* [Goal]:
Copy verbatim every line of the items below, starting with the line that contains "find the overcast sky in the photo above" and continuing through the last line of the items, both ends included.

------

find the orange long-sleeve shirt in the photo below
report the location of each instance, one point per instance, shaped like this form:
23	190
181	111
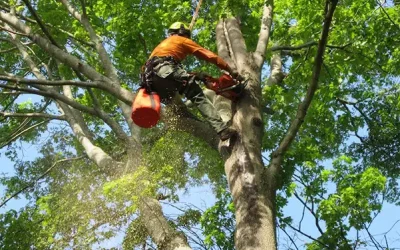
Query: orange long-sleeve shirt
179	47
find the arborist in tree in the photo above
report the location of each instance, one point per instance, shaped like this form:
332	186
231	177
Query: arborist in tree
165	75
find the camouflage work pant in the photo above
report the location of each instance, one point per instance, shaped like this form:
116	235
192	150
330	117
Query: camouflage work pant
171	78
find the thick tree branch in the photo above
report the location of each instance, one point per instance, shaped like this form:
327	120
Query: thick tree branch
93	84
32	115
61	55
15	136
276	77
236	42
32	184
277	156
104	58
307	45
266	22
40	23
161	232
223	45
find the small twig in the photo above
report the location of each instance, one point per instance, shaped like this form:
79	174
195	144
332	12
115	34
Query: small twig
290	238
390	19
308	236
13	32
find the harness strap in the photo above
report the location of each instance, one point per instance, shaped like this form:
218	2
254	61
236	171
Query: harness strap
148	70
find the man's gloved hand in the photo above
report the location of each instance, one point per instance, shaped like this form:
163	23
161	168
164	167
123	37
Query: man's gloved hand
235	74
202	76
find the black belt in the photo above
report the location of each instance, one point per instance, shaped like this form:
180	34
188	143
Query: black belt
155	60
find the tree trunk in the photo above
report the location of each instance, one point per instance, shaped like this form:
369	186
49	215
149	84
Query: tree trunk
253	197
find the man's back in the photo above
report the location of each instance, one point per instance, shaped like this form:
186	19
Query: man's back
176	46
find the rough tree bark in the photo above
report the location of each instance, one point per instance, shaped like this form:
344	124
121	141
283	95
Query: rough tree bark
253	186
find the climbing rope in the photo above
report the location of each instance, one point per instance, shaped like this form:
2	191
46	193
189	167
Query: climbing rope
196	13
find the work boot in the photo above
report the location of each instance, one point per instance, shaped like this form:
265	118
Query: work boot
227	133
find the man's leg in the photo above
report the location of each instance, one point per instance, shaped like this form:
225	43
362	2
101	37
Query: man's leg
195	94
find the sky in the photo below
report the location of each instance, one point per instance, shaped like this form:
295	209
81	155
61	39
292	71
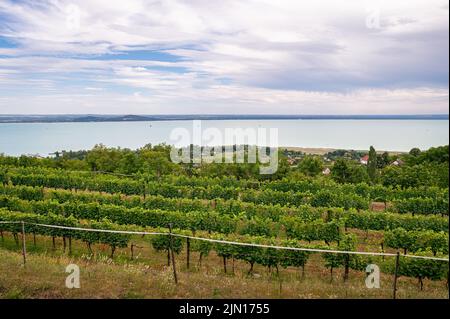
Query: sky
224	57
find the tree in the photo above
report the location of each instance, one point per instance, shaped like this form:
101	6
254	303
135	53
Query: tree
383	160
372	165
311	165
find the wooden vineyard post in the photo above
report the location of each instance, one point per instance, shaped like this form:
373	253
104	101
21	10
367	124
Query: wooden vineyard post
397	263
24	246
188	251
172	255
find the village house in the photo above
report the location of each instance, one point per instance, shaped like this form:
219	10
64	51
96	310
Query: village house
364	160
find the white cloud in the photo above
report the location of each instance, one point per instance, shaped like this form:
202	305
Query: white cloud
235	56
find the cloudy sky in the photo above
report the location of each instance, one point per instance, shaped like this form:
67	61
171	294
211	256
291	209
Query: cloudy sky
222	57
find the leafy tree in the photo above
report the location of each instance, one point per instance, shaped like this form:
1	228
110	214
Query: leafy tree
415	152
311	165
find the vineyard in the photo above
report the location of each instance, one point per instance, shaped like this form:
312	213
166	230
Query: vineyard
307	218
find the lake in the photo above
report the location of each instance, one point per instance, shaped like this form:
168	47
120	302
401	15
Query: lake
390	135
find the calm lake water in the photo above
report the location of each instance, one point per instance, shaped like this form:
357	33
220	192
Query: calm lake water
391	135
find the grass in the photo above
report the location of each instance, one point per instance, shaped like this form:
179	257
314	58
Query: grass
148	276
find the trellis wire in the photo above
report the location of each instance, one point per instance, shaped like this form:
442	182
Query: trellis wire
228	242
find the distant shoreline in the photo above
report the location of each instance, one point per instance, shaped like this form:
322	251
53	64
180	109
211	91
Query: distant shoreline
85	118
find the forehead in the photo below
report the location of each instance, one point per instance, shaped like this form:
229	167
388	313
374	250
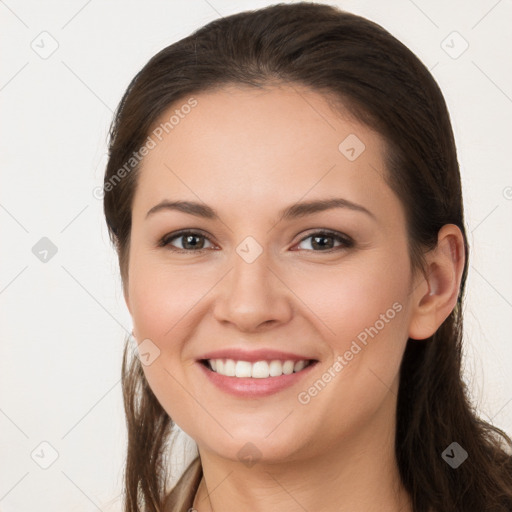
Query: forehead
264	146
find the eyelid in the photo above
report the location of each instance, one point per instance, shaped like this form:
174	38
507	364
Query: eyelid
346	240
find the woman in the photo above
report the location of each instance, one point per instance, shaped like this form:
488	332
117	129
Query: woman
284	196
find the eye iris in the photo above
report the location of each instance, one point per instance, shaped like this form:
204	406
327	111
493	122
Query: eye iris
321	245
187	239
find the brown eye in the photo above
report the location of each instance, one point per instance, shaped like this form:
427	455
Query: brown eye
324	241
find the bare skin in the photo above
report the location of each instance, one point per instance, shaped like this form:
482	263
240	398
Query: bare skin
248	154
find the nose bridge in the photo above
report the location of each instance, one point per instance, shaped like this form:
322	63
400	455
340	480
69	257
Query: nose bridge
251	293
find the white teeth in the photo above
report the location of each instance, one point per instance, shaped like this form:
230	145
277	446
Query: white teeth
260	370
299	365
256	370
229	368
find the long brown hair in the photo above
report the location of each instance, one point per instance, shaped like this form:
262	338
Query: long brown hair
385	86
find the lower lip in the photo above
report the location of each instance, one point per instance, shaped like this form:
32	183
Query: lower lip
254	388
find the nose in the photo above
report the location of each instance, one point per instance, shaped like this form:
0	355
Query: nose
253	296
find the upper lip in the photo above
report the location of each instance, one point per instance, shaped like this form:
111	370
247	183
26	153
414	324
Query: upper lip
261	354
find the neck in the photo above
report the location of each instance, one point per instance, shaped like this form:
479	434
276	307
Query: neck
358	474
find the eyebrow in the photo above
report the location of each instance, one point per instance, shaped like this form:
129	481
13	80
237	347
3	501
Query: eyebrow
291	212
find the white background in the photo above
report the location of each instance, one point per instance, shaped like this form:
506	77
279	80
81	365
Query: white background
63	322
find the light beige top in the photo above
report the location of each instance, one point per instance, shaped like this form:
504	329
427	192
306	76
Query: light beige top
181	497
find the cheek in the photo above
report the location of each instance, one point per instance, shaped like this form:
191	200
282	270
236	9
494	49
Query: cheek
358	298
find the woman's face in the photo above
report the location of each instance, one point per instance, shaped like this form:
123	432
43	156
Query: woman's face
253	285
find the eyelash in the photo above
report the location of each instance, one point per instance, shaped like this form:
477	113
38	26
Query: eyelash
344	239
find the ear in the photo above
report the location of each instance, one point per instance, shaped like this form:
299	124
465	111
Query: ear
435	292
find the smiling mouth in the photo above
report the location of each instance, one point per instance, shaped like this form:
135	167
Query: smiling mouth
257	369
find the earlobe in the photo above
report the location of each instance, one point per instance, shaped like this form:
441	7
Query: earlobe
435	297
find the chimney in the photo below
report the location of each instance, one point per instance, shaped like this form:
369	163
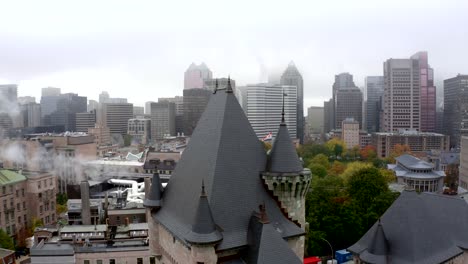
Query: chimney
85	204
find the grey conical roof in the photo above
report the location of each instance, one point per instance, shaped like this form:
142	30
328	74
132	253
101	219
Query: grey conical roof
225	152
283	156
155	196
204	229
266	246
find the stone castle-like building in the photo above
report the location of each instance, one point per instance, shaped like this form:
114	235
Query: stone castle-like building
229	201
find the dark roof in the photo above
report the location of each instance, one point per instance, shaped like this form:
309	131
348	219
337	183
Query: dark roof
224	152
419	228
204	228
266	244
283	155
155	197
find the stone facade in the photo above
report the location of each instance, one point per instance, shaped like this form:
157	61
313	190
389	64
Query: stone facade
290	190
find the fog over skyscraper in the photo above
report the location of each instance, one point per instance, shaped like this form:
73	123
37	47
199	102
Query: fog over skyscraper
292	76
374	92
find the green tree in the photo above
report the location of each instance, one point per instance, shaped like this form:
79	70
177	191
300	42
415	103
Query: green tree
6	241
318	170
321	159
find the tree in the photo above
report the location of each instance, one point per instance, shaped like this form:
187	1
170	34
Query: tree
337	168
352	168
336	146
6	241
318	170
321	159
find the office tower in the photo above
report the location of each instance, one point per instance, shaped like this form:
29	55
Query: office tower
315	122
115	116
67	106
26	100
163	116
348	104
103	97
30	114
85	121
196	75
350	133
210	84
148	107
408	92
328	115
138	111
195	101
428	92
456	108
374	92
140	130
292	77
49	98
92	105
179	102
264	106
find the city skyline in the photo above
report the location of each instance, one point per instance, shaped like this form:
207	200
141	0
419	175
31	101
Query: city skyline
150	53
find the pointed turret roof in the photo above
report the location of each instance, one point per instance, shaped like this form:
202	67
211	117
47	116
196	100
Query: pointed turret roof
204	229
155	196
266	244
283	155
225	152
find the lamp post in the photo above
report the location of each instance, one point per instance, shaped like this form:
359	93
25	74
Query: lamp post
331	248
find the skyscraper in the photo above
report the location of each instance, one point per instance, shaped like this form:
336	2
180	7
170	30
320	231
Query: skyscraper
264	106
292	77
195	101
408	91
374	92
456	108
428	93
348	104
196	75
163	116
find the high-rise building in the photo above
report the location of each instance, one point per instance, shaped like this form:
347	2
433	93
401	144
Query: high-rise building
350	133
138	111
408	92
49	98
68	105
292	77
264	107
148	107
196	75
115	116
9	110
195	101
85	121
348	104
163	116
456	108
93	105
428	92
30	115
328	115
179	103
140	130
374	93
315	122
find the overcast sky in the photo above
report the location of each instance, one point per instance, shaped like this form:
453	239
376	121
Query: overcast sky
140	49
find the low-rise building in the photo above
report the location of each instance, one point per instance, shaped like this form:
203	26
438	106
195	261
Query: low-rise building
418	174
417	141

------

* [Answer for this exercise]:
find the overcast sky in the photo above
report the location of each instance, one point per instance, shaped like this form:
453	239
376	121
Query: overcast sky
140	49
find the low-rise building in the photo above
report the location of each instance, one point per instance, shaped like this form:
203	26
438	106
195	261
Query: low-rise building
418	174
417	141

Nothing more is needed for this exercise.